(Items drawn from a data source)
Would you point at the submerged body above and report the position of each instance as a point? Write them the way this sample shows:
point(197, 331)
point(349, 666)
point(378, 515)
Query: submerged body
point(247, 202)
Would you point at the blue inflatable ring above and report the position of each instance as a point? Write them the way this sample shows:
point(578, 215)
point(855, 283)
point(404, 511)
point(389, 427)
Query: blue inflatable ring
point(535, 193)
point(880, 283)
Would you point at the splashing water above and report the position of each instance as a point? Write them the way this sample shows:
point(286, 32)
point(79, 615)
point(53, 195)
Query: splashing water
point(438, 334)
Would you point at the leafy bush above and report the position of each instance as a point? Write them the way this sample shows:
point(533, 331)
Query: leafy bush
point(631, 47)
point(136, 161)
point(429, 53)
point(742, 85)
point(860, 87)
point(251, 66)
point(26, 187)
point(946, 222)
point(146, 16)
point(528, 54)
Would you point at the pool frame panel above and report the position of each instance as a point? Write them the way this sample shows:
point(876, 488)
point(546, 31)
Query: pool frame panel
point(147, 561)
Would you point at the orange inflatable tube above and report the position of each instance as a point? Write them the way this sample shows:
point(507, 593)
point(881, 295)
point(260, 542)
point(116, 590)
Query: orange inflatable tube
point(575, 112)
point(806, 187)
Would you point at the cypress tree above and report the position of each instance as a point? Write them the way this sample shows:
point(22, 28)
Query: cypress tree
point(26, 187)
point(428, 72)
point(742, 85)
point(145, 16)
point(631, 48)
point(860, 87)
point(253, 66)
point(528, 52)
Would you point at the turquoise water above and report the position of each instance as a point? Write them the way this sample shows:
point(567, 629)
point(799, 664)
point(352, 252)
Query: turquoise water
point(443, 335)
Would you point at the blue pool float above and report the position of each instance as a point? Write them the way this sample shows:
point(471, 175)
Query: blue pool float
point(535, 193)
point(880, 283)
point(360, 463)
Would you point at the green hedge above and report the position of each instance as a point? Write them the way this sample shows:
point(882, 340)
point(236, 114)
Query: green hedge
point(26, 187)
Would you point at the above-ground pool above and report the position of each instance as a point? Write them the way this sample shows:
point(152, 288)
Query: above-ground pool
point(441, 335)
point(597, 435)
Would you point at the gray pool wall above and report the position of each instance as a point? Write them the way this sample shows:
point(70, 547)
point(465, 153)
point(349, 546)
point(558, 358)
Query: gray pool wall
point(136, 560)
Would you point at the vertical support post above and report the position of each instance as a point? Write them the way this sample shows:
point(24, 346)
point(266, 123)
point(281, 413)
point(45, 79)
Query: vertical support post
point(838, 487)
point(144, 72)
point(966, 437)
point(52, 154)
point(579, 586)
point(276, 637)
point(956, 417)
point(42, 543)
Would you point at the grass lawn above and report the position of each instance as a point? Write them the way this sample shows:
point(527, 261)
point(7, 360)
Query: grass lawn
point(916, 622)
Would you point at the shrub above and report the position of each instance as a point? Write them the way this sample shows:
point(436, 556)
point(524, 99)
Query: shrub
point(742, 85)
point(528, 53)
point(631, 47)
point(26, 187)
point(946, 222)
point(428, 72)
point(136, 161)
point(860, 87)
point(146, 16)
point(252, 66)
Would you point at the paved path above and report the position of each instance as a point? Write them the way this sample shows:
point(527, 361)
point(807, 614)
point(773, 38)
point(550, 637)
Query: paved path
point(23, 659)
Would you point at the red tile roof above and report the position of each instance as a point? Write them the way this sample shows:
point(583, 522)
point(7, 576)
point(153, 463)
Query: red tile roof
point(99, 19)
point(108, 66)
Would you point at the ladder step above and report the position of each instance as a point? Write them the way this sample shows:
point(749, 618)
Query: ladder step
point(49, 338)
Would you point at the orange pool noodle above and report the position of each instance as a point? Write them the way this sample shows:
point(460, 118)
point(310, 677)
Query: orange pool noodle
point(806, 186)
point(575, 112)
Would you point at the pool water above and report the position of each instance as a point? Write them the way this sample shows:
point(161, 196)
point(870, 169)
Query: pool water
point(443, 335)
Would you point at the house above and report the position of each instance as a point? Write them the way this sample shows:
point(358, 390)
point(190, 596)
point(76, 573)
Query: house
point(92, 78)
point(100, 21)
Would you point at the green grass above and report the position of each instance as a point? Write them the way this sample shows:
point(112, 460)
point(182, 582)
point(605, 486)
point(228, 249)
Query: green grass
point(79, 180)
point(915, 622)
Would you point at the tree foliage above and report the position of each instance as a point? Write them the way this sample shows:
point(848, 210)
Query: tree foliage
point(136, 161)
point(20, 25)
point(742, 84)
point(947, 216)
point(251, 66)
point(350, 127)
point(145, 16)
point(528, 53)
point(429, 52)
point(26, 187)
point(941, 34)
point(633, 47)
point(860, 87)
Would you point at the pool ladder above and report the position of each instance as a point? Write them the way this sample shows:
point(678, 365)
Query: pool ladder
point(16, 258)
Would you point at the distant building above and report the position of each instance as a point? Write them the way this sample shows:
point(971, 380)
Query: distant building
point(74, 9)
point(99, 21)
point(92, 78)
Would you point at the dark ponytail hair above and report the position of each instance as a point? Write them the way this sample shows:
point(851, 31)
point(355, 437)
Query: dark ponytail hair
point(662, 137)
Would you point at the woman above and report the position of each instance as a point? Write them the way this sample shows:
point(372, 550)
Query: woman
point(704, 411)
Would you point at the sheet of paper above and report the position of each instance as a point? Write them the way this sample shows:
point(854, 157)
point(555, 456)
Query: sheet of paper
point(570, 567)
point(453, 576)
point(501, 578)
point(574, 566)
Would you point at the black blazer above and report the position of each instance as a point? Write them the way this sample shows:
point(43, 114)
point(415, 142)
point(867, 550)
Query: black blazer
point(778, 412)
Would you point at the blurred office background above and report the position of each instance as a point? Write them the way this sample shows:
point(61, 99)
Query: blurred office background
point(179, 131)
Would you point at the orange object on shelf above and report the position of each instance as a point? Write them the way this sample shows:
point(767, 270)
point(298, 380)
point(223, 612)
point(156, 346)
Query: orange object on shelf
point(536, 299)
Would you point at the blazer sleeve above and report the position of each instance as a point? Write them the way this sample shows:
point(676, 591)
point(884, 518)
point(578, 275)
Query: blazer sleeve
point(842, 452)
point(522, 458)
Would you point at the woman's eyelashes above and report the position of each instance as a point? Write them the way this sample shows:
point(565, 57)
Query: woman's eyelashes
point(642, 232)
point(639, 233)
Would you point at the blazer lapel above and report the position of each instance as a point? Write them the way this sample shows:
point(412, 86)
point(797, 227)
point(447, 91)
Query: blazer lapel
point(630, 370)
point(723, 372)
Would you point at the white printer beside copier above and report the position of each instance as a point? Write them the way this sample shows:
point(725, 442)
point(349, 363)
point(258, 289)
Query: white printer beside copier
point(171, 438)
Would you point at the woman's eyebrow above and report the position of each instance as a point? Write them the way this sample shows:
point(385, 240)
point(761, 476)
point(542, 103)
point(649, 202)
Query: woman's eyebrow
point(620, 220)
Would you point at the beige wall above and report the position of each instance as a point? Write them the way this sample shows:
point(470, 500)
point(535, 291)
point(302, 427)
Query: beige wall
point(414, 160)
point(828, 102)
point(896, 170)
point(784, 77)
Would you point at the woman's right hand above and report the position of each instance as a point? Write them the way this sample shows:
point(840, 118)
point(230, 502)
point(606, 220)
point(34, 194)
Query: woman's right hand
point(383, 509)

Stated problem:
Render every line of the listing above as a Markdown table with two columns, Row and Line, numbering each row and skipping any blank lines.

Result:
| Row | Line |
|---|---|
| 1 | Would you point at the submerged body above and report the position of each instance as a point? Write them the way this sample shows: |
| 2 | point(197, 331) |
| 3 | point(349, 666) |
| 4 | point(378, 515) |
| 5 | Query: submerged body |
| 6 | point(247, 202) |
| 7 | Would you point at the blue inflatable ring above and report the position of each instance as a point? Write them the way this sample shows: |
| 8 | point(578, 215) |
| 9 | point(855, 283) |
| 10 | point(404, 511) |
| 11 | point(389, 427) |
| 12 | Query: blue inflatable ring |
| 13 | point(535, 193) |
| 14 | point(880, 283) |
| 15 | Would you point at the splashing water above and report the position of each instance as a point? Write them the way this sample shows: |
| 16 | point(286, 32) |
| 17 | point(79, 615) |
| 18 | point(53, 195) |
| 19 | Query: splashing water |
| 20 | point(438, 334) |
| 21 | Would you point at the leafy bush above and report the position of each instance as a point? Write them the way this sample shows: |
| 22 | point(533, 331) |
| 23 | Query: leafy bush |
| 24 | point(631, 47) |
| 25 | point(136, 161) |
| 26 | point(429, 53) |
| 27 | point(742, 85) |
| 28 | point(860, 87) |
| 29 | point(251, 66) |
| 30 | point(26, 187) |
| 31 | point(946, 222) |
| 32 | point(146, 16) |
| 33 | point(528, 54) |
| 34 | Would you point at the pool frame panel above and report the position of each instance as a point? Write them the way this sample shows: |
| 35 | point(876, 488) |
| 36 | point(546, 31) |
| 37 | Query: pool frame panel |
| 38 | point(147, 561) |
| 39 | Would you point at the orange inflatable tube above and report the position of each instance as a point? Write them the way this sample shows: |
| 40 | point(507, 593) |
| 41 | point(881, 295) |
| 42 | point(260, 542) |
| 43 | point(116, 590) |
| 44 | Query: orange inflatable tube |
| 45 | point(575, 112) |
| 46 | point(806, 187) |
| 47 | Would you point at the cypress tree above and report the position of each instance as a point? Write them the way this sample shows: |
| 48 | point(22, 28) |
| 49 | Query: cypress tree |
| 50 | point(26, 187) |
| 51 | point(428, 72) |
| 52 | point(742, 85) |
| 53 | point(145, 16) |
| 54 | point(631, 48) |
| 55 | point(860, 87) |
| 56 | point(253, 66) |
| 57 | point(528, 52) |
| 58 | Would you point at the turquoise water above and report the position of each instance as a point? Write them the way this sample shows: |
| 59 | point(567, 629) |
| 60 | point(799, 664) |
| 61 | point(352, 252) |
| 62 | Query: turquoise water |
| 63 | point(443, 335) |
| 64 | Would you point at the blue pool float above and report the position of each instance as a point? Write them the way this sample shows: |
| 65 | point(471, 175) |
| 66 | Query: blue pool float |
| 67 | point(535, 193) |
| 68 | point(880, 283) |
| 69 | point(360, 463) |
| 70 | Would you point at the green hedge above and report the position of each instance as a point? Write them the way this sample shows: |
| 71 | point(882, 340) |
| 72 | point(236, 114) |
| 73 | Query: green hedge |
| 74 | point(26, 187) |
| 75 | Would you point at the above-ground pool above and report the position of each instance as a point? Write them the way this sample shows: |
| 76 | point(152, 288) |
| 77 | Query: above-ground pool |
| 78 | point(441, 335) |
| 79 | point(597, 435) |
| 80 | Would you point at the gray pool wall above and report the position of each instance as a point? Write them the way this sample shows: |
| 81 | point(70, 547) |
| 82 | point(465, 153) |
| 83 | point(349, 546) |
| 84 | point(558, 358) |
| 85 | Query: gray pool wall |
| 86 | point(136, 560) |
| 87 | Would you point at the vertical support post above and report the position of each instance as a point? Write them the way this sample shows: |
| 88 | point(24, 346) |
| 89 | point(266, 123) |
| 90 | point(281, 413) |
| 91 | point(45, 79) |
| 92 | Query: vertical support post |
| 93 | point(838, 487) |
| 94 | point(144, 72) |
| 95 | point(966, 437) |
| 96 | point(52, 154) |
| 97 | point(579, 586) |
| 98 | point(276, 637) |
| 99 | point(956, 417) |
| 100 | point(42, 543) |
| 101 | Would you point at the grass lawn above and report the position of each instance as a point? Write them the way this sample shows: |
| 102 | point(527, 261) |
| 103 | point(7, 360) |
| 104 | Query: grass lawn |
| 105 | point(916, 622) |
| 106 | Would you point at the shrub above and report the position of each instance as a point? Write them the way this sample shows: |
| 107 | point(436, 556) |
| 108 | point(524, 99) |
| 109 | Query: shrub |
| 110 | point(742, 85) |
| 111 | point(528, 53) |
| 112 | point(631, 47) |
| 113 | point(26, 187) |
| 114 | point(946, 222) |
| 115 | point(428, 72) |
| 116 | point(136, 161) |
| 117 | point(860, 87) |
| 118 | point(146, 16) |
| 119 | point(252, 66) |
| 120 | Would you point at the paved path above and report the position of each instance as a point? Write them the way this sample shows: |
| 121 | point(527, 361) |
| 122 | point(807, 614) |
| 123 | point(773, 38) |
| 124 | point(550, 637) |
| 125 | Query: paved path |
| 126 | point(23, 659) |
| 127 | Would you point at the red tile roof above and report the position of each instance as a point? Write them the way this sample shows: |
| 128 | point(583, 522) |
| 129 | point(7, 576) |
| 130 | point(153, 463) |
| 131 | Query: red tile roof |
| 132 | point(99, 19) |
| 133 | point(108, 66) |
| 134 | Would you point at the ladder step above and report the position of each instance as a point? Write them the way this sample shows: |
| 135 | point(749, 618) |
| 136 | Query: ladder step |
| 137 | point(49, 338) |
| 138 | Would you point at the orange pool noodle above and report the position of each instance as a point? Write them the way this sample shows: |
| 139 | point(460, 118) |
| 140 | point(310, 677) |
| 141 | Query: orange pool noodle |
| 142 | point(806, 186) |
| 143 | point(575, 112) |
| 144 | Would you point at the pool water above and report the position of each instance as a point? Write them the way this sample shows: |
| 145 | point(161, 196) |
| 146 | point(870, 169) |
| 147 | Query: pool water |
| 148 | point(443, 335) |
| 149 | Would you point at the house above and report the position of each instance as a point? Write them the way this sample shows: |
| 150 | point(358, 390) |
| 151 | point(190, 596) |
| 152 | point(76, 573) |
| 153 | Query: house |
| 154 | point(92, 78) |
| 155 | point(100, 21) |
| 156 | Would you point at the green grass above and report the position of each instance as a point? Write them the way this sample shows: |
| 157 | point(112, 460) |
| 158 | point(182, 582) |
| 159 | point(605, 486) |
| 160 | point(228, 249) |
| 161 | Query: green grass |
| 162 | point(79, 180) |
| 163 | point(915, 622) |
| 164 | Would you point at the tree foliage above and report the position of each instance as a point? Write them the way this sample shows: |
| 165 | point(848, 210) |
| 166 | Query: tree foliage |
| 167 | point(136, 161) |
| 168 | point(20, 25) |
| 169 | point(742, 84) |
| 170 | point(947, 216) |
| 171 | point(251, 66) |
| 172 | point(350, 127) |
| 173 | point(145, 16) |
| 174 | point(528, 53) |
| 175 | point(429, 52) |
| 176 | point(26, 187) |
| 177 | point(941, 34) |
| 178 | point(633, 47) |
| 179 | point(860, 87) |
| 180 | Would you point at the pool ladder above and report the position of each instance as a point? Write them the way this sample shows: |
| 181 | point(678, 365) |
| 182 | Query: pool ladder |
| 183 | point(16, 258) |
| 184 | Would you point at the distant building above and report the position of each instance as a point? Write them the way this sample shows: |
| 185 | point(971, 380) |
| 186 | Query: distant building |
| 187 | point(74, 9) |
| 188 | point(99, 21) |
| 189 | point(92, 78) |
| 190 | Would you point at the dark ponytail hair above and report the position of each instance as a point? Write them the way this sample shows: |
| 191 | point(851, 31) |
| 192 | point(355, 437) |
| 193 | Query: dark ponytail hair |
| 194 | point(662, 137) |
| 195 | Would you point at the woman above and report the position of each instance as a point? Write them the way this sample shows: |
| 196 | point(372, 550) |
| 197 | Query: woman |
| 198 | point(704, 411) |
| 199 | Would you point at the sheet of paper above and report the position of each instance as a point? Write them the way this sample shows: |
| 200 | point(854, 157) |
| 201 | point(555, 456) |
| 202 | Query: sheet of paper |
| 203 | point(570, 567) |
| 204 | point(453, 576) |
| 205 | point(501, 578) |
| 206 | point(574, 566) |
| 207 | Would you point at the black blazer above and report the position of each instance as a point? Write them the way this sample shows: |
| 208 | point(43, 114) |
| 209 | point(415, 142) |
| 210 | point(867, 550) |
| 211 | Query: black blazer |
| 212 | point(778, 412) |
| 213 | Would you point at the blurred office background above and report the position of each instance as a point? Write them the way this sample shows: |
| 214 | point(61, 99) |
| 215 | Query: blurred office background |
| 216 | point(179, 131) |
| 217 | Would you point at the orange object on shelf above and report the position of each instance as a point? Write them the way this sample shows: |
| 218 | point(767, 270) |
| 219 | point(298, 380) |
| 220 | point(223, 612) |
| 221 | point(156, 346) |
| 222 | Query: orange object on shelf |
| 223 | point(536, 299) |
| 224 | Would you point at the blazer sleeve above and report the position of each instance as a point? Write them the way this sample shows: |
| 225 | point(676, 591) |
| 226 | point(884, 518) |
| 227 | point(578, 275) |
| 228 | Query: blazer sleeve |
| 229 | point(842, 452) |
| 230 | point(522, 458) |
| 231 | Would you point at the woman's eyelashes above and report the position of each instance as a point? Write them the way this sample shows: |
| 232 | point(565, 57) |
| 233 | Query: woman's eyelashes |
| 234 | point(642, 232) |
| 235 | point(639, 233) |
| 236 | Would you point at the blazer lapel above and report the position of each instance as a point? Write them the way this sample shows: |
| 237 | point(412, 86) |
| 238 | point(797, 227) |
| 239 | point(447, 91) |
| 240 | Query: blazer lapel |
| 241 | point(630, 370) |
| 242 | point(723, 372) |
| 243 | Would you point at the white printer beside copier above and report the position of each instance as a point? Write them the way this sample shows: |
| 244 | point(725, 442) |
| 245 | point(349, 363) |
| 246 | point(258, 289) |
| 247 | Query: white printer beside copier |
| 248 | point(171, 438) |
| 249 | Would you point at the woman's eyebrow above and report the position of each instance as a point? Write them the way this sample shows: |
| 250 | point(385, 240) |
| 251 | point(761, 476) |
| 252 | point(542, 103) |
| 253 | point(649, 202) |
| 254 | Query: woman's eyebrow |
| 255 | point(620, 220) |
| 256 | Would you point at the beige wall above and report the position of each instance as a point? Write them the way this sample shows: |
| 257 | point(470, 500) |
| 258 | point(535, 291) |
| 259 | point(302, 427) |
| 260 | Query: beige wall |
| 261 | point(414, 160) |
| 262 | point(828, 102) |
| 263 | point(896, 170) |
| 264 | point(784, 77) |
| 265 | Would you point at the woman's right hand above and report the position of each instance as a point? Write them the way this sample shows: |
| 266 | point(840, 118) |
| 267 | point(230, 502) |
| 268 | point(606, 220) |
| 269 | point(34, 194) |
| 270 | Query: woman's right hand |
| 271 | point(383, 509) |